▶ _Requests_
- a) Reproduce word for word the portion of the Thesmophoria excerpt between "Accordingly, in the" and "points than one.", inclusive.
- b) For each statement, answer yes or no according to the Thesmophoria excerpt, and quote the exact words that decide it: (i) At Onceum, live pigs were cast into a hole sacred to Demeter Erinnys. (ii) At the fountain of Cyane, torches were thrown in honor of Cora. (iii) The mysteries described were solemnized by the women at Halimus.

▶ _Selected excerpt_
Accordingly, in the description by the Schoiliast on Lucian, we have an account of that part of the Thesmophoria which consisted of certain mysteries solemnised by the women at Halimus,--mysteries both striking in themselves and instructive in more points than one.

First of all, let us call to mind other similar sacrifices offered elsewhere to Demeter and Persephone. We read that there was a hole (βόθρος) sacred to Demeter Erinnys at Onceum, near Thelpusa in Arcadia, into which live pigs were cast (Paus. 8.25, 4; cf. Lycophr. Alex. 1225, λωβαῖσιν αἰκισθέντας Ὀγκαίου βόθρου). The people of Potniae in Boeotia (Paus. 9.8, 1) used to throw into “crypts as they are called” (ἐς τὰ μέγαρα καλούμενα) young pigs, and they relate that these pigs emerged again [ “at Dodona,” says Pausanias. We do not see how ἐν Δωδώνη can stand, and hesitatingly with Lobeck (Aglaoph. 829, 830) read ἀναδοθῆναι: for a verb is certainly required, and what connexion are the Potnians likely to have had every year with distant Dodona?] at the same season of the ensuing year. At the fountain of Cyane, near Syracuse, a live bull was precipitated, in honour of Cora, into a hole where it was supposed that she had disappeared (Diod. 5.4). Into a gulf near Argos, at certain periods, torches were thrown in honour of Cora (Paus. 2.22, 3).

▶ _Recorded information_

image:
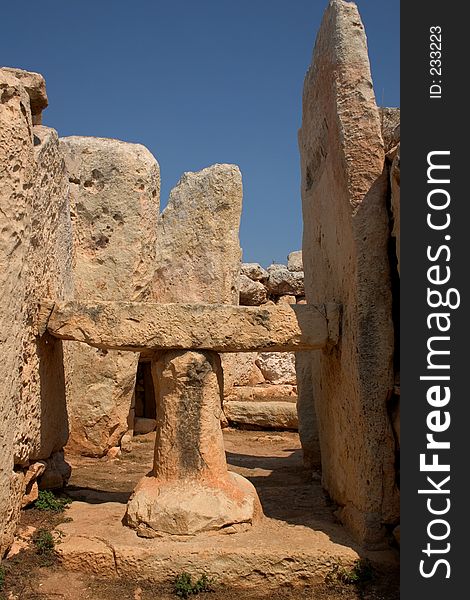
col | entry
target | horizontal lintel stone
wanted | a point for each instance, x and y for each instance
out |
(144, 326)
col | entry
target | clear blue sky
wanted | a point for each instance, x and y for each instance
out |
(197, 82)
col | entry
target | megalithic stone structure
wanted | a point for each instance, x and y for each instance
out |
(115, 194)
(345, 257)
(190, 488)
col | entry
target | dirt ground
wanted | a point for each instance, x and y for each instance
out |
(288, 493)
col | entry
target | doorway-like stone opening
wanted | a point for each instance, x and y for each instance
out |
(145, 401)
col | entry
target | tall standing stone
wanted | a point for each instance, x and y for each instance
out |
(35, 259)
(115, 190)
(345, 241)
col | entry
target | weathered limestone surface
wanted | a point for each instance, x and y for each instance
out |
(294, 261)
(252, 293)
(142, 326)
(34, 260)
(190, 489)
(35, 87)
(345, 261)
(308, 424)
(263, 393)
(254, 271)
(198, 250)
(282, 281)
(277, 368)
(42, 414)
(395, 192)
(390, 124)
(115, 188)
(16, 180)
(268, 415)
(240, 370)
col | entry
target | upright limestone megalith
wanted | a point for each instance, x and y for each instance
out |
(190, 488)
(115, 192)
(35, 262)
(198, 249)
(346, 233)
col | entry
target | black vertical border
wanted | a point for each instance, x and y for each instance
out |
(429, 124)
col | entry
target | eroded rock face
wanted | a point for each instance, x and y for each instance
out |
(390, 124)
(252, 293)
(115, 188)
(16, 172)
(254, 271)
(308, 424)
(294, 261)
(190, 489)
(42, 415)
(395, 196)
(277, 368)
(240, 369)
(35, 259)
(266, 415)
(282, 281)
(345, 260)
(198, 250)
(35, 87)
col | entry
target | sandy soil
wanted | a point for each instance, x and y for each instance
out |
(291, 498)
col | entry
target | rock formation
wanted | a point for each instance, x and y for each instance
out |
(35, 260)
(345, 256)
(95, 285)
(115, 190)
(245, 400)
(190, 489)
(198, 251)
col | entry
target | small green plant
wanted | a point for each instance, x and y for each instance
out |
(360, 573)
(2, 577)
(184, 585)
(49, 501)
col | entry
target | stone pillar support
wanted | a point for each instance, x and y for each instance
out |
(190, 488)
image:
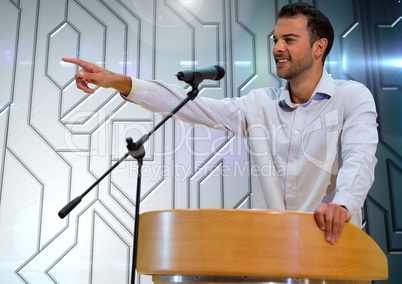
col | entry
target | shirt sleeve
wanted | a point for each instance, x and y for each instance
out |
(159, 97)
(359, 140)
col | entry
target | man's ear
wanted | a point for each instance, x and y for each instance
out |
(319, 47)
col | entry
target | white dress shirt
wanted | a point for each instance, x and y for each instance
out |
(320, 151)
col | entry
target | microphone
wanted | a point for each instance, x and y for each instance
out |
(198, 75)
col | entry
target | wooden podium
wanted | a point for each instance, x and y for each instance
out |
(252, 246)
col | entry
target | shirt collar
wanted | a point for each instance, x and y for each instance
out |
(324, 89)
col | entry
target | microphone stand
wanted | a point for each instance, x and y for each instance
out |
(137, 151)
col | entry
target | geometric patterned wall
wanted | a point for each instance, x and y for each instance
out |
(56, 141)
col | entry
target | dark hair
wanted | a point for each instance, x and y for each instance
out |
(318, 24)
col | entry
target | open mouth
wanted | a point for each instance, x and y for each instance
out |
(281, 61)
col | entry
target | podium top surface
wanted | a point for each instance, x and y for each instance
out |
(256, 243)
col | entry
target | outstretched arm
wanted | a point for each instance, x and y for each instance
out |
(94, 74)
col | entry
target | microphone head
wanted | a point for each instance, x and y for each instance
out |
(221, 72)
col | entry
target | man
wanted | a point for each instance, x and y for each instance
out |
(320, 133)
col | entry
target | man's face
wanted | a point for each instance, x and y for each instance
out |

▶ _Full answers_
- a)
Accordingly, in the description by the Schoiliast on Lucian, we have an account of that part of the Thesmophoria which consisted of certain mysteries solemnised by the women at Halimus,--mysteries both striking in themselves and instructive in more points than one.

- b)
(i) Yes: "there was a hole (βόθρος) sacred to Demeter Erinnys at Onceum, near Thelpusa in Arcadia, into which live pigs were cast"
(ii) No: "At the fountain of Cyane, near Syracuse, a live bull was precipitated, in honour of Cora"
(iii) Yes: "certain mysteries solemnised by the women at Halimus"